GIVEN REQUEST A
Retype every one of the rows below character for character, leaving nothing out.

SOURCE DOCUMENT
────

TR: We’re hoping to. We plan to explore that over the next few months. We’re hoping to go back to an in-person ceremony for the 75th anniversary. Nothing is scheduled or set in concrete just yet but that is the hope as we approach next year.

JWK: How do you rate the media as a positive cultural force overall? You’ve found positive examples but, in general, do you think the media is living up to its candle-lighting potential?

TR: I have given this some thought…I know it’s almost fashionable to kind of bash the media. Sometimes I hear the accusation that the media is anti-Christian, against faith, that kind of thing but, in my years at The Christophers, we’ve had a lot of (media) people on our TV and radio show who are involved with the awards, who are journalists (and) who are people of faith. So, I don’t always agree with the assessment that the media is anti-Christian because I think that there are a lot of people who do work in the media that are faith-friendly or, at least, are open to it.

I mean just (recently) I saw stories on ABC News about the terrible tornadoes in Mississippi. They featured people talking about how their faith in God is getting them through. Last year, I think, there was a story on The Today Show about a Catholic bishop in New York who uses rap music appeal to young people. So, I think the news media gets bashed sometimes more than it deserves.

────

THE DATA

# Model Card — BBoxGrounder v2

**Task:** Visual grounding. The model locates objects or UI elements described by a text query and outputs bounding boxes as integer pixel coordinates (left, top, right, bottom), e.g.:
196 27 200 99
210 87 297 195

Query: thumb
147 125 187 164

────

GIVEN REQUEST B
In the interview, which news outlet ran stories about the tornadoes in Mississippi?

EXERCISE RESULT A
# Model Card — BBoxGrounder v2

**Task:** Visual grounding. The model locates objects or UI elements described by a text query and outputs bounding boxes as integer pixel coordinates (left, top, right, bottom), e.g.:
196 27 200 99
210 87 297 195

Query: thumb
147 125 187 164

EXERCISE RESULT B
ABC News.